** Goal of the exercise **
For the data below, give the number of lines in which "grass" occurs. Include nothing besides that number.

** Data provided **
★ ★ ★ ★
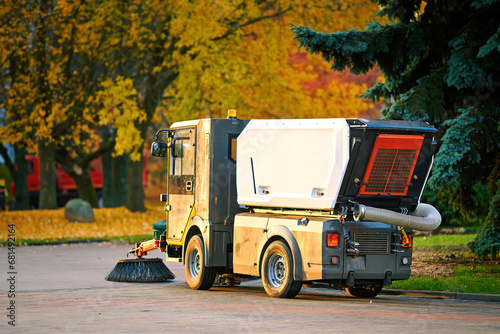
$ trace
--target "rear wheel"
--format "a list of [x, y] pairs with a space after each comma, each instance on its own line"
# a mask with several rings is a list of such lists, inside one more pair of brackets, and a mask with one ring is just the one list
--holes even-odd
[[302, 282], [293, 279], [292, 252], [283, 241], [273, 242], [262, 259], [262, 283], [271, 297], [293, 298], [302, 288]]
[[186, 279], [194, 290], [208, 290], [215, 280], [215, 268], [205, 266], [205, 250], [203, 239], [195, 235], [189, 240], [186, 249]]
[[382, 285], [374, 285], [368, 287], [351, 287], [345, 288], [345, 291], [352, 297], [359, 298], [374, 298], [376, 297], [380, 291], [382, 290]]

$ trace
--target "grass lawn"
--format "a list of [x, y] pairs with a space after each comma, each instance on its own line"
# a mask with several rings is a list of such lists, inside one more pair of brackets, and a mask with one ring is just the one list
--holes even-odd
[[465, 246], [476, 237], [475, 234], [438, 234], [413, 238], [413, 248]]
[[410, 277], [392, 289], [500, 294], [499, 266], [457, 267], [456, 276]]
[[[442, 252], [443, 255], [451, 252], [457, 255], [453, 276], [410, 277], [406, 281], [393, 282], [391, 288], [500, 294], [500, 266], [498, 260], [478, 259], [468, 250], [456, 250], [456, 247], [466, 246], [474, 238], [475, 234], [441, 234], [415, 237], [413, 246], [416, 251]], [[450, 247], [455, 247], [455, 249], [450, 250]]]

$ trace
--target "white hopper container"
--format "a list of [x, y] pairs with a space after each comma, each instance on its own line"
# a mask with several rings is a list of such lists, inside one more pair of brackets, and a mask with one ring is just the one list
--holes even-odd
[[238, 203], [332, 210], [348, 161], [343, 118], [251, 120], [238, 137]]

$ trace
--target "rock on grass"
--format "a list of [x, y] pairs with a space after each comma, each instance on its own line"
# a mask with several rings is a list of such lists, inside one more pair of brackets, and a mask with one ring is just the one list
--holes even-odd
[[75, 198], [64, 206], [64, 217], [70, 222], [91, 223], [94, 221], [94, 210], [89, 202]]

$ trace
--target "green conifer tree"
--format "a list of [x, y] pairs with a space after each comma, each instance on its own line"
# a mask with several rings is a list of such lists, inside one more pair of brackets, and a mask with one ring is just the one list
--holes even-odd
[[429, 180], [448, 190], [466, 215], [476, 184], [487, 184], [488, 218], [469, 244], [481, 257], [500, 251], [500, 0], [379, 0], [380, 16], [363, 31], [320, 33], [293, 26], [299, 47], [332, 69], [366, 73], [384, 83], [364, 98], [392, 101], [384, 118], [427, 121], [439, 131]]

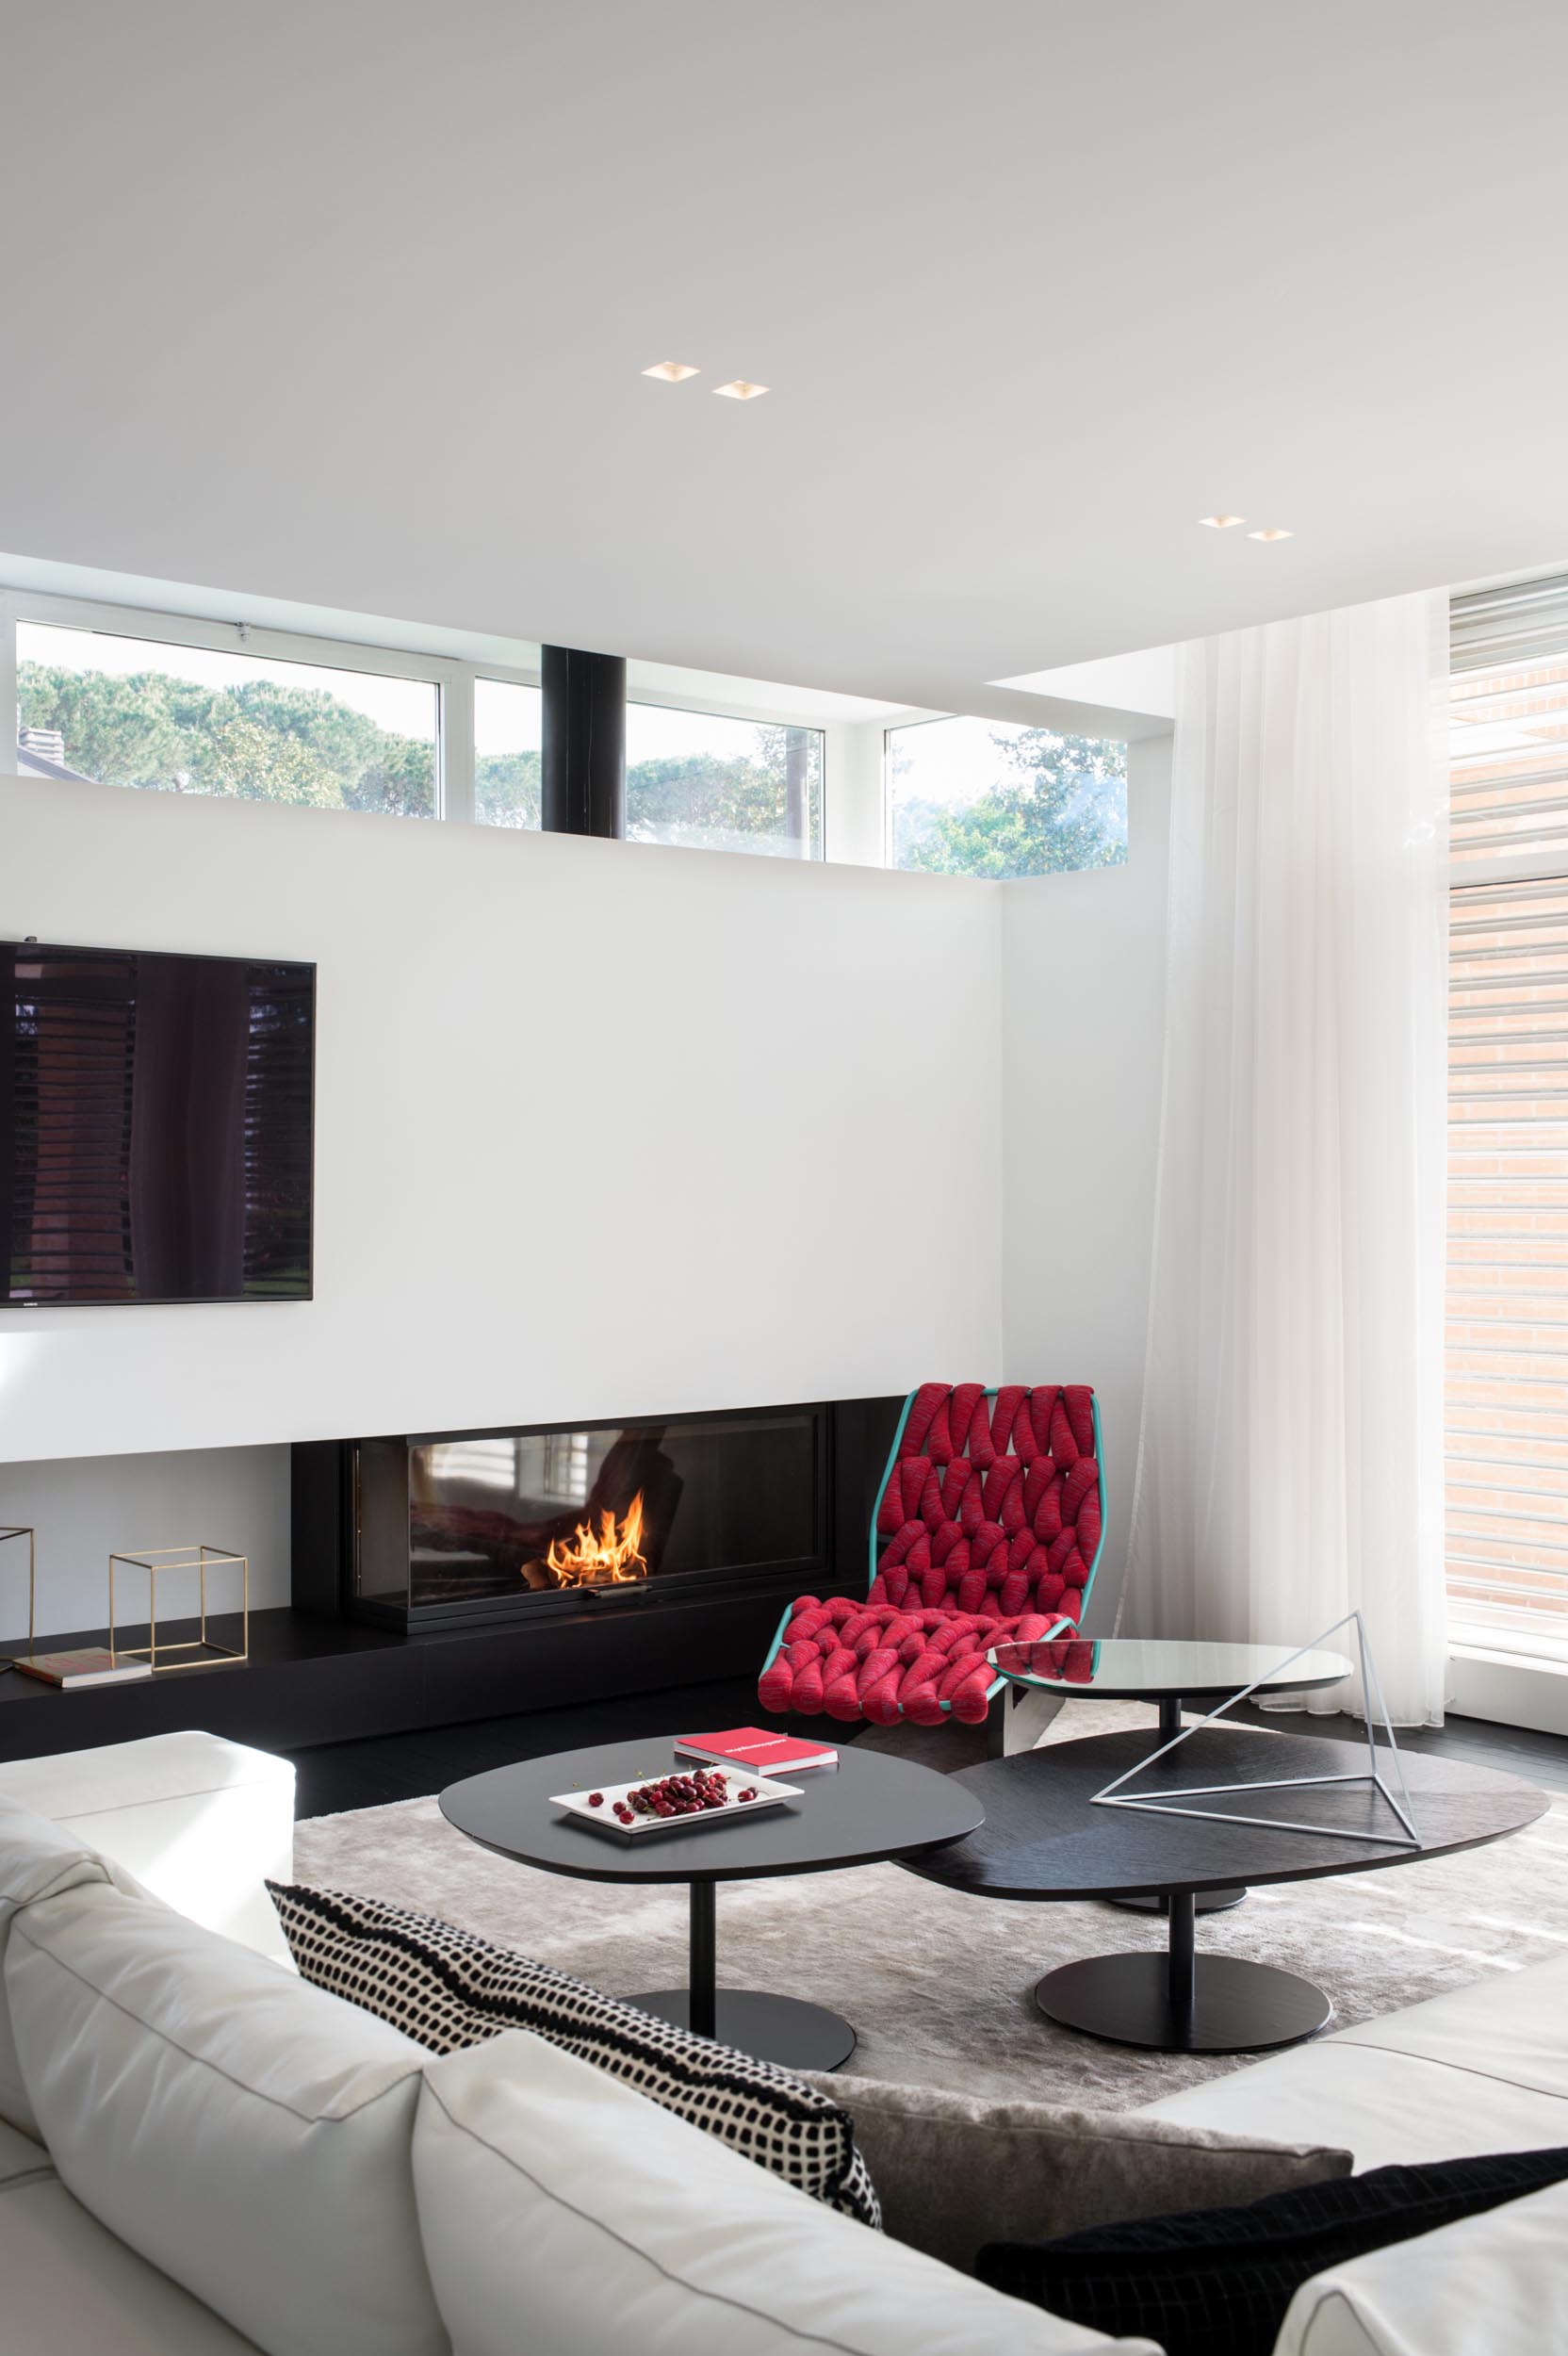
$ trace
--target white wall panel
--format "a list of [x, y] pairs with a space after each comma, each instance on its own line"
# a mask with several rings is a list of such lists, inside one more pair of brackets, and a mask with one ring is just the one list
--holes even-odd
★ ★ ★ ★
** Exercise solution **
2